| Your objective |
Take the lines below between the one holding "Query: short blond hair" and the one holding "For every instance of the man", inclusive, and copy them exactly. Add nothing.

| Listed entries |
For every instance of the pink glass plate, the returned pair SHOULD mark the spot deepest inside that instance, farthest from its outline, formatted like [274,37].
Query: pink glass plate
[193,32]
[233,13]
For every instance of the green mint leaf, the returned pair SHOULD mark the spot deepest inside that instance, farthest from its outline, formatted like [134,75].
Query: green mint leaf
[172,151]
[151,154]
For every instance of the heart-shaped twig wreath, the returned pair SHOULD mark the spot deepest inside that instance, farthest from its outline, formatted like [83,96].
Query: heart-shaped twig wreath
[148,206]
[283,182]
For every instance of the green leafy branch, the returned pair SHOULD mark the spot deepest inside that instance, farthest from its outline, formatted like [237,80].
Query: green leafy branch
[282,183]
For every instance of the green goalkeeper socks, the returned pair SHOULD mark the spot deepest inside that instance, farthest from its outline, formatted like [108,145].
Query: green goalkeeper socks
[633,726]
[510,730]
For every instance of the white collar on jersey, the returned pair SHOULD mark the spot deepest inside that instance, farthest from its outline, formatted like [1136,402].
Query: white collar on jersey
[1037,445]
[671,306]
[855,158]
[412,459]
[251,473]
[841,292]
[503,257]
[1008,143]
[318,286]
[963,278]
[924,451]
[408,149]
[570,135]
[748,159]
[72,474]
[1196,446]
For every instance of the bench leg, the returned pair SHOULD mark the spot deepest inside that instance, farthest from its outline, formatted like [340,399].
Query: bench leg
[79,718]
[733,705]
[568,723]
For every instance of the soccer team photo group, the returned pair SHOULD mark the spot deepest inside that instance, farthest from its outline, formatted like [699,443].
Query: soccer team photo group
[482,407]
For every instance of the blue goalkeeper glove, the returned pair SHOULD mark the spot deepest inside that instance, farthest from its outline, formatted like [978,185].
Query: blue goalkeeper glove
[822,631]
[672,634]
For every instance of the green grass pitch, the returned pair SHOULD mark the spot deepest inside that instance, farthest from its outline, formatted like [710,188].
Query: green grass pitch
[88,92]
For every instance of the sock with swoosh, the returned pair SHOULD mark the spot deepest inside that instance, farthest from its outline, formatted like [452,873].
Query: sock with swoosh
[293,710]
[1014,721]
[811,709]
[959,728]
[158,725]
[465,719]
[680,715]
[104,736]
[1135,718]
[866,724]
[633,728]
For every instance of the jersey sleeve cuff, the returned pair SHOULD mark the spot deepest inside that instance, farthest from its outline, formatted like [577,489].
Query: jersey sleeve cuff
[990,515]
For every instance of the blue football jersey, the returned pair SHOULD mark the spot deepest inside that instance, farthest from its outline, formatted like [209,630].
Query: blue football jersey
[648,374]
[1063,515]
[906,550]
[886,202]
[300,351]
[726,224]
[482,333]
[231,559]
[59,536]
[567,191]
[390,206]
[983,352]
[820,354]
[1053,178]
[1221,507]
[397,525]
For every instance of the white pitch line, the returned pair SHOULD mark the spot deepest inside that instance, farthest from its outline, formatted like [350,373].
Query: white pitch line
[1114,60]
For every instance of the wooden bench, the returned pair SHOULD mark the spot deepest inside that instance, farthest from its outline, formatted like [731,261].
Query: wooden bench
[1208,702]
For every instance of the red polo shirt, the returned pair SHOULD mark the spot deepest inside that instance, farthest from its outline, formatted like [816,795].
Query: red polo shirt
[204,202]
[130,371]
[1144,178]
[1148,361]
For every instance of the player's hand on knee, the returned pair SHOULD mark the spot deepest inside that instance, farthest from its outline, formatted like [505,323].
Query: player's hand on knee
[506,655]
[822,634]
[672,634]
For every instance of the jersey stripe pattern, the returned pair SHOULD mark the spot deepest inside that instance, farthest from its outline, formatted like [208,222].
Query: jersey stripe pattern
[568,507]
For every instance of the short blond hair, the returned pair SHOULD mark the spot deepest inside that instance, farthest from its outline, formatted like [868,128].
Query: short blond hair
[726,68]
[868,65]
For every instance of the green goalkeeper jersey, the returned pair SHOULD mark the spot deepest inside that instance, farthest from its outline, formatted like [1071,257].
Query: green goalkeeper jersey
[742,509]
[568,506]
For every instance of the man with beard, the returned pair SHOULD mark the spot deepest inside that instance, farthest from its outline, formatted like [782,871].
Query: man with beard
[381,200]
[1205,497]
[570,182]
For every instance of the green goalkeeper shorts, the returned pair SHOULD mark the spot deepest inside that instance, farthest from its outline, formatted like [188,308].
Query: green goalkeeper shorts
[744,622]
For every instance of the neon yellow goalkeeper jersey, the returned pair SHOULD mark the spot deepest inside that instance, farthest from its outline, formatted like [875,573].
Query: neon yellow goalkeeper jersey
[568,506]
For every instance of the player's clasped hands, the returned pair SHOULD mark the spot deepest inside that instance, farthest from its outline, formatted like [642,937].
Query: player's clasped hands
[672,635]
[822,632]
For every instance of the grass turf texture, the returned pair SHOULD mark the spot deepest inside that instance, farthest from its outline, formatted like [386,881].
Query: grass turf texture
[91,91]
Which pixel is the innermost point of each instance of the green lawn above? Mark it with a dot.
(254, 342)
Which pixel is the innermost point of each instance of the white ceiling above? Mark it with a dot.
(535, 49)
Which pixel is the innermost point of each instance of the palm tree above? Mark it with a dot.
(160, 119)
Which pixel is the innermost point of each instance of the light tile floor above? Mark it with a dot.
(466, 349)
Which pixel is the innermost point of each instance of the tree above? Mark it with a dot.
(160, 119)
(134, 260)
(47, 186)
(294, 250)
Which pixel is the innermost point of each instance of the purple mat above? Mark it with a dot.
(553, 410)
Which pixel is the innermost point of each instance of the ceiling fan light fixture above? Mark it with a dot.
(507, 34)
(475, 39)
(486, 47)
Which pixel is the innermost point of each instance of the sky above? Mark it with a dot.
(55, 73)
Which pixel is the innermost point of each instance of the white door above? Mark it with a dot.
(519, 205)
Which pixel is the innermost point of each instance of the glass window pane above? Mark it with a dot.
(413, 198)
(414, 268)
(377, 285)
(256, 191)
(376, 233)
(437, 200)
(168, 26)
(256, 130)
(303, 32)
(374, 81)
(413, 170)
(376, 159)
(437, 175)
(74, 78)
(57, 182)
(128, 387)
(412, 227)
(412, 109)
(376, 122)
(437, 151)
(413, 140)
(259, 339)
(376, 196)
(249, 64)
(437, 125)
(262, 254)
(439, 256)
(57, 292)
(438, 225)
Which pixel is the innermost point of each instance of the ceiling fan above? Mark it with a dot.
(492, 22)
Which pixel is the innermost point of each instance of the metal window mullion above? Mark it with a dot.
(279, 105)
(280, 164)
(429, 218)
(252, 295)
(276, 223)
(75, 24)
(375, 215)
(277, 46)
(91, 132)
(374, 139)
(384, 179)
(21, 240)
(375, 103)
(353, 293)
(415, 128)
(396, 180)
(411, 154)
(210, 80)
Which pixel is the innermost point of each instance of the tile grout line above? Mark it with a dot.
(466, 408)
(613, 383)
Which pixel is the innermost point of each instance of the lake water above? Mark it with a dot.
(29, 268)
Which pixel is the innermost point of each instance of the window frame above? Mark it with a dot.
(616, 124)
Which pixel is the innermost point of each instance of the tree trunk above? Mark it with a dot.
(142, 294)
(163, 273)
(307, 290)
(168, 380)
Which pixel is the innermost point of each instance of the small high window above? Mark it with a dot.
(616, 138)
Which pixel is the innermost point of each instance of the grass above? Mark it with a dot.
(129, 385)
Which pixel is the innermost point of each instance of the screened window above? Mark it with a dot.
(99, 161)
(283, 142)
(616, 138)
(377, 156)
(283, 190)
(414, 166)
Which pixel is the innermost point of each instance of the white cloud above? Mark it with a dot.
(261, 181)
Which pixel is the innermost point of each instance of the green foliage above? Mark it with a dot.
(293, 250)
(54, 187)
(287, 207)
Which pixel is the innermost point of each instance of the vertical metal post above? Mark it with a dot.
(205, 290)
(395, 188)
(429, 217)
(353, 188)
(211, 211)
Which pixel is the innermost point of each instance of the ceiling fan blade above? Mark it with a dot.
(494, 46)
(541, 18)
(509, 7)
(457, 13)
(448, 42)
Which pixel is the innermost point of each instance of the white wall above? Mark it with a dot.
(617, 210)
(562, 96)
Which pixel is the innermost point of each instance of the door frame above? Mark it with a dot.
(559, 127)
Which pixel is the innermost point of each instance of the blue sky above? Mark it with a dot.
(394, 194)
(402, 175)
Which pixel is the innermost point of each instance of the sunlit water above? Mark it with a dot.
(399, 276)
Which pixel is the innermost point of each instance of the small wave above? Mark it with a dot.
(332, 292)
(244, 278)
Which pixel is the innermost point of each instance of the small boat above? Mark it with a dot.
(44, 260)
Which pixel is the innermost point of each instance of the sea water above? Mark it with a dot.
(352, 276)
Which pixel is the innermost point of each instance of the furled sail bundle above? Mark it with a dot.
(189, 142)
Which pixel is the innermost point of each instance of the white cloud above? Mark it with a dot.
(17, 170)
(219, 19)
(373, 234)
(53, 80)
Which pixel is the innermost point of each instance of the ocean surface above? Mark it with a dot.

| Your response |
Query: short blond hair
[726,68]
[868,65]
For every instance of the green goalkeeper jersey, the returned pair SHOULD mark the spot deepest inside that instance, farthest from its outline, formatted like [1071,257].
Query: green goalkeeper jersey
[742,509]
[568,506]
For every instance of the man with beard, the returned pair SHOULD mark the spot deepest inside that instance, farthest from its outline, formatted like [782,871].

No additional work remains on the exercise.